[Records excerpted from a collection]
▬▬▬▬▬▬▬▬▬▬

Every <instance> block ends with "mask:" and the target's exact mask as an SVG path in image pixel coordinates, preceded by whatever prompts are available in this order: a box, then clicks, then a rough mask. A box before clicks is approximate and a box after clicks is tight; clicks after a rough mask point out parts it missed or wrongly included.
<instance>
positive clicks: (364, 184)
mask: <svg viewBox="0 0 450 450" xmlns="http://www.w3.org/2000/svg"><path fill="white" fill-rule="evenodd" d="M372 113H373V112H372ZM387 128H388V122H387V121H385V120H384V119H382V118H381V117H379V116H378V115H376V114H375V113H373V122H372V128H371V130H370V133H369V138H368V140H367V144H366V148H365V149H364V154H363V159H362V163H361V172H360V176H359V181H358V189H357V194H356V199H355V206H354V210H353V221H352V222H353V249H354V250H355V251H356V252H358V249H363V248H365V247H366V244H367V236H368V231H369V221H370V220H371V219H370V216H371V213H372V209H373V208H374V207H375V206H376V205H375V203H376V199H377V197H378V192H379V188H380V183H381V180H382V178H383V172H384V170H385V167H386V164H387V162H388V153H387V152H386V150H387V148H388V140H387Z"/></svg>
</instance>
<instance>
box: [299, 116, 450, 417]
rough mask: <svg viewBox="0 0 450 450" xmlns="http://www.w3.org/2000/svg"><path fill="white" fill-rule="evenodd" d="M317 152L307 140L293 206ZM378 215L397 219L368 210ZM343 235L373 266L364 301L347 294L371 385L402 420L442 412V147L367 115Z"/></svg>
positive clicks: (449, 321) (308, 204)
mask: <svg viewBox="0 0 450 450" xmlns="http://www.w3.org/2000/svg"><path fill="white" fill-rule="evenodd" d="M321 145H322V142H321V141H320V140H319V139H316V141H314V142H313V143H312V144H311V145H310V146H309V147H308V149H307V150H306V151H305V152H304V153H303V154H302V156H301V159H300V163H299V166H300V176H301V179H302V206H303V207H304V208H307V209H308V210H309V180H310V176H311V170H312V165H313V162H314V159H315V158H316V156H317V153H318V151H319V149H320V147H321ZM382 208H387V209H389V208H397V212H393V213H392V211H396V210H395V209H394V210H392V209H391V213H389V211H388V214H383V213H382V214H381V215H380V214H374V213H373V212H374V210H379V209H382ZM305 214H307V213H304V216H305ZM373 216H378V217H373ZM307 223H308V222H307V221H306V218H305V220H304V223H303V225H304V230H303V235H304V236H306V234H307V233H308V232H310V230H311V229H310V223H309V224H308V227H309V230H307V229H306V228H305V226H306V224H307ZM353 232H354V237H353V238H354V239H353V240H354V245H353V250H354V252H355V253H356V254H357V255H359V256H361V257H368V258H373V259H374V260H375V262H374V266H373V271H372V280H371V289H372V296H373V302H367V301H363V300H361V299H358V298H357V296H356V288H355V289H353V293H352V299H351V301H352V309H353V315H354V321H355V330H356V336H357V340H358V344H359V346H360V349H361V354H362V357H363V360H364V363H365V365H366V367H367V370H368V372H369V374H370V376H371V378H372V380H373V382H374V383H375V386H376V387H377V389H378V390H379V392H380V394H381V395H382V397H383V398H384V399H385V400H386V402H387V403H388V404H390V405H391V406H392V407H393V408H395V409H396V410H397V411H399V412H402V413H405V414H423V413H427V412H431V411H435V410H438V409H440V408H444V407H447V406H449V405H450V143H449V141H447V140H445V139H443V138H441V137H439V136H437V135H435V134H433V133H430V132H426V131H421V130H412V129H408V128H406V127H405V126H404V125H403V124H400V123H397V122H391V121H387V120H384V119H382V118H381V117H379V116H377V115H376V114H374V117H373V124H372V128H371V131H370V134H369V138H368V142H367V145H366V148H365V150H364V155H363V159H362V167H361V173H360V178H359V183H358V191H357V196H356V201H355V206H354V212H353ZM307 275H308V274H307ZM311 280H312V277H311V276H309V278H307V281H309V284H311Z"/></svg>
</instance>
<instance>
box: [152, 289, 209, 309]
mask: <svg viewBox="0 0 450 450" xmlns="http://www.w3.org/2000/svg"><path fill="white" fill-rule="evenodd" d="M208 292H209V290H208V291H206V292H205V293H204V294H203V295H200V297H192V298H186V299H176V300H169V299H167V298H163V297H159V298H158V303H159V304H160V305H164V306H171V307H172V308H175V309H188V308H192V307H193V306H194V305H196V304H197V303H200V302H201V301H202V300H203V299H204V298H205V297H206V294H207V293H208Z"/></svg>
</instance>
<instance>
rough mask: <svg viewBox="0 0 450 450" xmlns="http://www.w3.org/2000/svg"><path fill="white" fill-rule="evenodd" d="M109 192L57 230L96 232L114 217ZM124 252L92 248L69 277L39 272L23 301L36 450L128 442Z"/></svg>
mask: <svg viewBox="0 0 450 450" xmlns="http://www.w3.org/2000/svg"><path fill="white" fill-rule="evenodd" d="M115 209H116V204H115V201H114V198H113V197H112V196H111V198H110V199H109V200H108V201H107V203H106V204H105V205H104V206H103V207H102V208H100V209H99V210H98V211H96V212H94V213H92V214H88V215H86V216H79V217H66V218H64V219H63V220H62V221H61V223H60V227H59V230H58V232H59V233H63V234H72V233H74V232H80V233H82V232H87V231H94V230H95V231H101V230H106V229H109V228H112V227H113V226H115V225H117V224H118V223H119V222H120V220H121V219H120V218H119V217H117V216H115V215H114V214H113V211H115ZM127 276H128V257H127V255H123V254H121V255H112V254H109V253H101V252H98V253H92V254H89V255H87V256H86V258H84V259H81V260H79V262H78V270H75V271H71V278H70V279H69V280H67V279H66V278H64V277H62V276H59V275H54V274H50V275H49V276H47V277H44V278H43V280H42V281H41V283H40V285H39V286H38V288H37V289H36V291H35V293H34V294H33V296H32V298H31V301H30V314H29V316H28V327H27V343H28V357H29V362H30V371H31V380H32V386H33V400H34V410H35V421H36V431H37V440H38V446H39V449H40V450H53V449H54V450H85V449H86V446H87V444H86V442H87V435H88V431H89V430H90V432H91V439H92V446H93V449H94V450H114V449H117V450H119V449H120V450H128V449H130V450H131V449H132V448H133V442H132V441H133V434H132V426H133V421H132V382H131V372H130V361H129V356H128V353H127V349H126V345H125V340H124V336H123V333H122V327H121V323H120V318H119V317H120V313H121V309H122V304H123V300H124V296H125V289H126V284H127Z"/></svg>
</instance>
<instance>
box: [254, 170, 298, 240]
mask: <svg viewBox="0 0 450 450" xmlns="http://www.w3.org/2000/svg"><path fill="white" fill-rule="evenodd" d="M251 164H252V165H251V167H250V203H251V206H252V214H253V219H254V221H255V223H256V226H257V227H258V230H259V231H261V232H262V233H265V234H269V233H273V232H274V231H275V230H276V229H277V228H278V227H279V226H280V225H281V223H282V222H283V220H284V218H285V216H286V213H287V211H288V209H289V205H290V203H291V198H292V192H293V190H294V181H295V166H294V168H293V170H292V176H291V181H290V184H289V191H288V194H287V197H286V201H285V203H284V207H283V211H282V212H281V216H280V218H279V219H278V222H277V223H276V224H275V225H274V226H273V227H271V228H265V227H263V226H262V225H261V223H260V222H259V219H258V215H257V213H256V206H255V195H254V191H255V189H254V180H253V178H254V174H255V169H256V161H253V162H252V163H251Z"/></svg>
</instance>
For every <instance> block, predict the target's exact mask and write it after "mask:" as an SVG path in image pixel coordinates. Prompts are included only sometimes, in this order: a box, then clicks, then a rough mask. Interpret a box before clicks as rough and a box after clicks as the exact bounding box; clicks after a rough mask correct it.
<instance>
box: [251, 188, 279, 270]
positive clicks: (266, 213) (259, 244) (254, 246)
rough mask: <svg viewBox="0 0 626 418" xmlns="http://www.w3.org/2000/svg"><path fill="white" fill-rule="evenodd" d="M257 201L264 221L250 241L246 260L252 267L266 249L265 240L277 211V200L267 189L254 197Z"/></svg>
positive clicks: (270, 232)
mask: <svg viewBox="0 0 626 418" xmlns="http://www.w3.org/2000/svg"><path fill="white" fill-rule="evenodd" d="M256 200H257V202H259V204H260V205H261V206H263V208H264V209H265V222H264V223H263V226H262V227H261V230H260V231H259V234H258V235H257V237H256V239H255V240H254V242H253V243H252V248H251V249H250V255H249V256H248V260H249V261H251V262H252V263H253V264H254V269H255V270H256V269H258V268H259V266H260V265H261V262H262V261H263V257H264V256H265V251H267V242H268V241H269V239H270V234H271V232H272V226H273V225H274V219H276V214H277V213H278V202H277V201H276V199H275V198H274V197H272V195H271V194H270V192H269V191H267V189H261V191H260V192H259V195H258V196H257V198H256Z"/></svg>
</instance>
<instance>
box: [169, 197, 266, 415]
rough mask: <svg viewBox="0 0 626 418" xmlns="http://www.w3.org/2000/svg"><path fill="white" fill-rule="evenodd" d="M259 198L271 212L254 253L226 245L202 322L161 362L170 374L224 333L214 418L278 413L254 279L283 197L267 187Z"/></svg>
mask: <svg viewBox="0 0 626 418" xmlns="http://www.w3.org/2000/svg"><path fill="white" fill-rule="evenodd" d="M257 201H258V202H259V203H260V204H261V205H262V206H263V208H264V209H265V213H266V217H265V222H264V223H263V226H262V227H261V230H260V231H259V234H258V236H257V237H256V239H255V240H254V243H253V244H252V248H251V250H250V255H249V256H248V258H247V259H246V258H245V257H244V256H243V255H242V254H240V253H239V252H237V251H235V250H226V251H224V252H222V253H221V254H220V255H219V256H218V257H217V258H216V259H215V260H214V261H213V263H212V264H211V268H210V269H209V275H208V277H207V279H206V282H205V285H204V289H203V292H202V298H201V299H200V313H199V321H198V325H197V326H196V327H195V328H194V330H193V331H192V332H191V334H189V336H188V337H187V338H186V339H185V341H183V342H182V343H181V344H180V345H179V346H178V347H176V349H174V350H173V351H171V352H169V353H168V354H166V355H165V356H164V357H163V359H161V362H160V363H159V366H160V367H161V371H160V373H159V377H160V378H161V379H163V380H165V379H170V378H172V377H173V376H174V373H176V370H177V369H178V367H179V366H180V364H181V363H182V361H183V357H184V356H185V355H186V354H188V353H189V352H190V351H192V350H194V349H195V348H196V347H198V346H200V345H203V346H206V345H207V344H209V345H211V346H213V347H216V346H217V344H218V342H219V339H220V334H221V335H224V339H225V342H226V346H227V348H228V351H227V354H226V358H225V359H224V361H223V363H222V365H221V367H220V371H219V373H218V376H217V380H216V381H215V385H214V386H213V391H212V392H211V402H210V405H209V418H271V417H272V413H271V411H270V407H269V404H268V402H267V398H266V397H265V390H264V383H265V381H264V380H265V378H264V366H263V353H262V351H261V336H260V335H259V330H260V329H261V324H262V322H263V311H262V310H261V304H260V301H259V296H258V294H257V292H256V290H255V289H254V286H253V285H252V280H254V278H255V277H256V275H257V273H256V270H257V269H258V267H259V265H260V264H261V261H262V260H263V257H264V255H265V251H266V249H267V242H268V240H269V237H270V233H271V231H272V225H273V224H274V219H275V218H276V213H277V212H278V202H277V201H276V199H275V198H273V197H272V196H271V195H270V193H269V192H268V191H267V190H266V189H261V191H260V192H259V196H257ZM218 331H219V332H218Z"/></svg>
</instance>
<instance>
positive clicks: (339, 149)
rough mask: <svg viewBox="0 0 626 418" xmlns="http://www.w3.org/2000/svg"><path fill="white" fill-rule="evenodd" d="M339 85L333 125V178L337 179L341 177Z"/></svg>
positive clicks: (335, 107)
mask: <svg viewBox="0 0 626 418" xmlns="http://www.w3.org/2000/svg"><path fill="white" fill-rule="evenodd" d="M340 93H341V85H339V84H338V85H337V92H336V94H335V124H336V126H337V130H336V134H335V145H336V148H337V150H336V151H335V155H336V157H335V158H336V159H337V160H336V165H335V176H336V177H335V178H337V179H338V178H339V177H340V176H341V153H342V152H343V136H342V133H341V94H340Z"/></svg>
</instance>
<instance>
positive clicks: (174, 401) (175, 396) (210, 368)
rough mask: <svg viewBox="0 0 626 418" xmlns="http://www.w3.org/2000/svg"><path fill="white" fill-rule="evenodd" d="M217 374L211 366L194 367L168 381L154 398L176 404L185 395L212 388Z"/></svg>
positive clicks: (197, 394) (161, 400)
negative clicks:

▬▬▬▬▬▬▬▬▬▬

* **Exercise prompt**: Pick out every line of the material that contains the string "positive", and copy each one.

* **Written reply**:
positive clicks: (364, 184)
positive clicks: (449, 321) (308, 204)
positive clicks: (266, 213) (259, 244) (254, 246)
positive clicks: (270, 232)
positive clicks: (339, 149)
positive clicks: (335, 107)
positive clicks: (174, 401) (175, 396) (210, 368)
positive clicks: (197, 394) (161, 400)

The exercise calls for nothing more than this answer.